__What you need to do__
a. In the passage about Fanny, what keeps the first formal rehearsal of Lovers’ Vows from taking place?
b. Reproduce the part of the passage about Fanny that opens with the words "The doubts and" and closes with "misery now.  (156-57)".

__Text passage__
+ + +

A fifth point arises once we grasp the existence of these two parallel sequences.  Though I have not mentioned it yet in this essay, Fanny wavers and finally collapses in her first trial, the theatricals, and this collapse raises the possibility that she might again acquiesce in the wishes of all whom she holds dear.  Surprisingly, puzzlingly, Fanny actually does succumb to pressure from the family on the night of the first formal rehearsal of Lovers’ Vows; she agrees to act. Edmund tells his father, in words I have quoted, that Fanny throughout consistently rejected the idea of acting, and readers no doubt expect the very same thing.  In fact, one of the best critics of the novel, Joseph Wiesenfarth, says that “no amount of pressure can overcome [Fanny’s] resolution not to act” (99).  As it happens, Fanny’s lapse is largely nominal, since Sir Thomas’s return on the same evening prevents the rehearsal from taking place.  Still, Fanny’s reversal is strange and unexpected.  It occurs in the second-last paragraph of Volume One, after Mrs. Grant, who plays the role of Cottager’s Wife, is unable to come for that night’s rehearsal, and after everyone urges Fanny to take the part:  “even Edmund said, ‘Do Fanny, if it is not very disagreeable to you’” (171).  Edmund has now become an entreater rather than a protector, and Fanny’s response to this switch clearly triggers her acquiescence. In the second-last paragraph of Volume One, we read, “as they all persevered—as Edmund repeated his wish, with a look of even fond dependence on her good nature, she must yield.  She would do her best.  Every body was satisfied . . .” (172).  Fanny collapses out of hopelessness, as is evident in her response to Edmund’s own capitulation under Mary Crawford’s influence two chapters earlier:


The doubts and alarms as to her own conduct, which had previously distressed her, . . . were become of little consequence now.  This deeper anxiety swallowed them up.  Things should take their course; she cared not how it ended. Her cousins might attack, but could hardly tease her.  She was beyond their reach; and if at last obliged to yield—no matter—it was all misery now.  (156-57)


In Fanny’s second trial, with Edmund even more forcefully urging her, and with any hope that he might overcome his infatuation with Mary apparently lost, might not she collapse once again?  The novelist has planted this narrative possibility within the course of events, and in fact the novel’s narrator does suggest in the novel’s final chapter that Fanny might eventually have yielded to Crawford if he had persisted in his pursuit of her—once Edmund had married Mary (467).  And, of course, the 1999 film adaptation of the novel, written and directed by Patricia Rozema, presents Fanny reversing herself and accepting Henry—and then reversing herself again the next morning.

+ + +

__Recorded data__

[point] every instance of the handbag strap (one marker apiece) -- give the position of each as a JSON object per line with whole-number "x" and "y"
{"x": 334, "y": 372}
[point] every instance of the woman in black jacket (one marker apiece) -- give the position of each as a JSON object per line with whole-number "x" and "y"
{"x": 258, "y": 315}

+ + +

__The results__
a. Sir Thomas’s return on the same evening.

b.
The doubts and alarms as to her own conduct, which had previously distressed her, . . . were become of little consequence now.  This deeper anxiety swallowed them up.  Things should take their course; she cared not how it ended. Her cousins might attack, but could hardly tease her.  She was beyond their reach; and if at last obliged to yield—no matter—it was all misery now.  (156-57)